- Requirements
• A. In the column about "Mr. Mom," on what date did that movie premiere?
• B. Which films does the column about "Mr. Mom" name? List every one.
• C. Carry on the column about "Mr. Mom" and domestic fathers, starting right after its final sentence.

- Document text
* begin *

Monkey see, monkey dress (Part 2) | Chuck's World
Phew. We made it through a weekend without snow, and now it’s almost March.
Our storm season is statistically pretty much over, and we survived without making any headlines, which is fine with us.
No news is good news, and the fact that we’ve managed to make it through another winter unscathed and produced a Super Bowl champion at the same time justifies a universe in which God loves us best, and we’re OK with that.
Next weekend looks snow-free also, and while I happen to enjoy a little snow I didn’t miss the hassle this year. I also managed to miss the entire Winter Olympics for the first time in forever, for some reason totally uninterested.
And as Sunday night rolls around and the Academy Awards arrive, I’m pretty sure I’ll miss that, too.
There is a movie on my mind, though. In fact, it celebrated a 30th anniversary last summer, although if they produced a special Blu-Ray edition, I must have missed it.
On July 22, 1983, “Mr. Mom” premiered, a comedy starring Michael Keaton and Terri Garr, a gender-bending, role-reversing light sort-of rom-com that was important for several reasons.
Michael Keaton, for one. After struggling as bit player on the periphery of (mostly) television, Keaton had a hit role in 1982’s “Night Shift,” the first mainstream film directed by Ron Howard.
Following “Mr. Mom,” Keaton would make a bigger splash in a few years with “Beetlejuice” and then “Batman.”
At the same time, the script for “Mr. Mom” came from another peripheral struggler, a writer and would-be director by the name of John Hughes, whose personal experience at trying to take care of his young kids while his wife was away spurred the idea for his script about an automotive engineer forced to switch domestic duties with his wife during the recession of the early 1980s.
Mr. Hughes would make more splashes, too. And Ron Howard would make “Splash.”
Most importantly, though, “Mr. Mom” premiered four days before my 25th birthday, and four days after that I got married. I don’t want to get into a discussion about causation and correlation. Just pointing that out.
“Mr. Mom” seems silly and dated now, like an “I Love Lucy” episode from the 1950s in which Lucy wears a fake mustache and has to fill up a car with gas, or something.
The idea of a 21st-century husband and father doing laundry and changing diapers seems unremarkable and not subject matter for good comedy, although people still try. The world has changed.
It would change more quickly for me. A couple of years after “Mr. Mom,” I was living the domestic dream, juggling work schedules with my wife so that one of us would always be with our baby daughter.
By 1989, my wife had become a successful singer and I started a business out of my home, fully evolving. Laundry, cooking, diapers, play dates: These would become part of my daily routine, as I was the guy at home.
I can tell you many things, then, about the lives of domestic daddies, but let’s just say that hilarity does not ensue like in the movies. It’s just life, life that’s not particularly different than it’s ever been, even if the chromosomes in charge are slightly different.

* end *

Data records
* begin *

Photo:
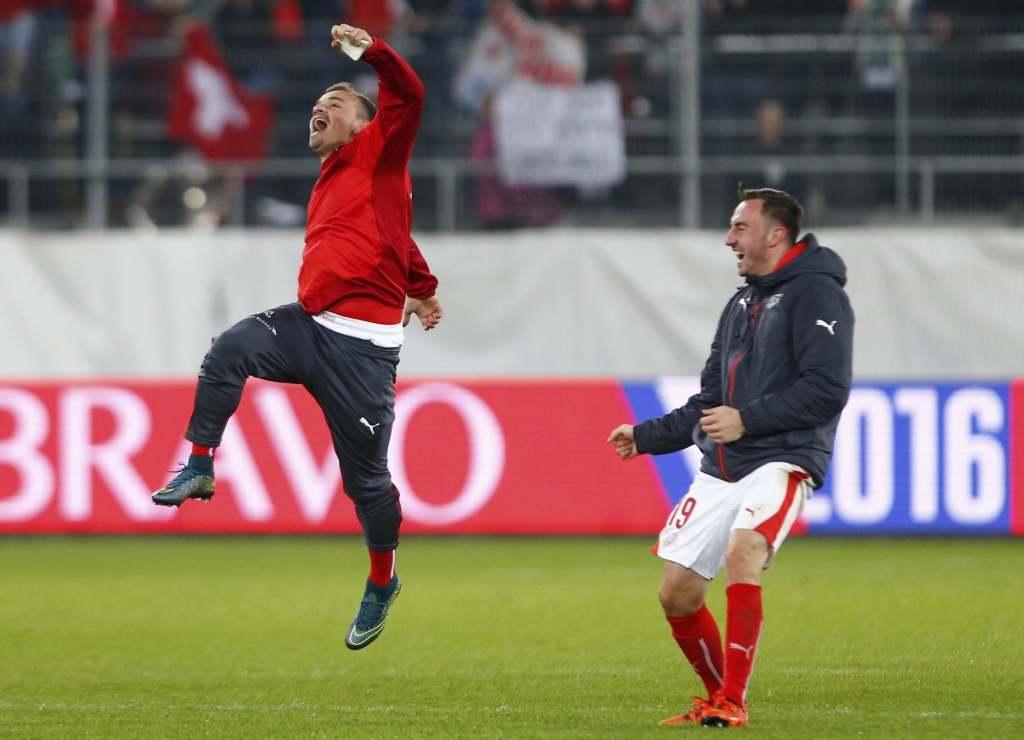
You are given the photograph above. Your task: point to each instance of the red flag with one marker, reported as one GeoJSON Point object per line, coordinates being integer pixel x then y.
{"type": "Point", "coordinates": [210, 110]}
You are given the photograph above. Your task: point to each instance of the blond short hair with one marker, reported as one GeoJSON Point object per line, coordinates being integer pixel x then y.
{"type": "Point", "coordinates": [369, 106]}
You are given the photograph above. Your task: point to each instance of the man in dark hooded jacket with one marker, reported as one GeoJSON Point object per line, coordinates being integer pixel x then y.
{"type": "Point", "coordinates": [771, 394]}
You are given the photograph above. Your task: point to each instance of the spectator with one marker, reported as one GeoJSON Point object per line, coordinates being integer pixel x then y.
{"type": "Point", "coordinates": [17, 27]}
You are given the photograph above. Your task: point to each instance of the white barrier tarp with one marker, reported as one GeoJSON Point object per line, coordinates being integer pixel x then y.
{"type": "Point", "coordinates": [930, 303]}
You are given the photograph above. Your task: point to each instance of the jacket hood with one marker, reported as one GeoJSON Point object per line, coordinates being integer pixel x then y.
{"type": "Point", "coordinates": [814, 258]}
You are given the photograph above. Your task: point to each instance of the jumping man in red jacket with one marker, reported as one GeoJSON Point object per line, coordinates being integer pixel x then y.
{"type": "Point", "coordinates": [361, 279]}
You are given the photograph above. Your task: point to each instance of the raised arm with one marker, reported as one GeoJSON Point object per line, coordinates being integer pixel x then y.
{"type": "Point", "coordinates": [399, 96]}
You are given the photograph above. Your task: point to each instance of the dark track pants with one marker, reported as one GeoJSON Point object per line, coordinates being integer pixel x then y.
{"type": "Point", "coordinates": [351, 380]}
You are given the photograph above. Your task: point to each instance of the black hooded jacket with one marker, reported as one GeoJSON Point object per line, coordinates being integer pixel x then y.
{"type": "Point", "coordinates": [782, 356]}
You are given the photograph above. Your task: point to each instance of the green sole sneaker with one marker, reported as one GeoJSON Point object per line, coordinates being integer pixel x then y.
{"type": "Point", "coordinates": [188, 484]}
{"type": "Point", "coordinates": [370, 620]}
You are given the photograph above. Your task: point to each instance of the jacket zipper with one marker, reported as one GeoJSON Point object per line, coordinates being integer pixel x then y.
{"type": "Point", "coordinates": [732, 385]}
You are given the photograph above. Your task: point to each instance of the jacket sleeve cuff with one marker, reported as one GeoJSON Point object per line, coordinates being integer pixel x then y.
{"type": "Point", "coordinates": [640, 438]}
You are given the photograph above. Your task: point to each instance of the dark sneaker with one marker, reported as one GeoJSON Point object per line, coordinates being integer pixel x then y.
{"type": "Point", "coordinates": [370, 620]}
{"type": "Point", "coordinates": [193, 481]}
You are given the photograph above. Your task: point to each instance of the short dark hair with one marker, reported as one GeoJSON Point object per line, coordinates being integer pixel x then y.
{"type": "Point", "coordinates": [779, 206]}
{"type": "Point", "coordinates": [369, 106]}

* end *

- Expected outputs
• A. July 22, 1983

• B. "Mr. Mom," "Night Shift," "Beetlejuice," "Batman," and "Splash"

• C.
Dishes need to be washed, homework needs to be helped, diapers will always need to be changed, and if you launder everything in cold water you will save yourself a lot of grief.
If there’s any difference between Mr. and Mrs. Mom, in fact, the only one I noticed was my (apparently) male tendency toward fashion degradation. There’s nothing particularly stunning about this, either, but maybe I was exceptional.
I just know that I quickly forgot how to wear a tie and became comfortable in clothing typically only worn inside a gym.
I constantly looked as though I’d been just rousted out of bed by the police, and those gym clothes were stained with things I can’t mention in a family newspaper except to note that some of them were cheese.
It never got better, either, even though my kids are now grown.
On the rare occasion when I have to leave the house, I usually grab a pair of pants that vaguely resemble jeans, pull on a sweatshirt, slap a baseball cap on unruly hair, and wear white socks with everything.
All of this to explain why my 29-year-old daughter, on my recent visit to her home in Austin, decided to fix me. It was time.
She was gentle. She was insistent. She led me into stores, filled my arms with clothes with strange labels and guided me into dressing rooms, waiting outside and offering helpful hints from the other side of the door (“Do they fit? Are you alive?”).
I was dubious, but she was right. And while I actually bought the same sort of clothes I always wear (jeans, sweaters, and T-shirts), they were clothes that fit and were made in this century. Everybody says so.
I came home and cleaned out my closet; Goodwill and other services should rejoice, soon, assuming there’s a sweatpants shortage.
I have a new wardrobe now, and if I reject the idea that clothes make the man, I’ll admit that they make him more likely to venture out into the world, free of cheese stains, unafraid of embarrassing wardrobe malfunctions (it can happen), and needing only dark socks to complete the picture.
Somebody send me those.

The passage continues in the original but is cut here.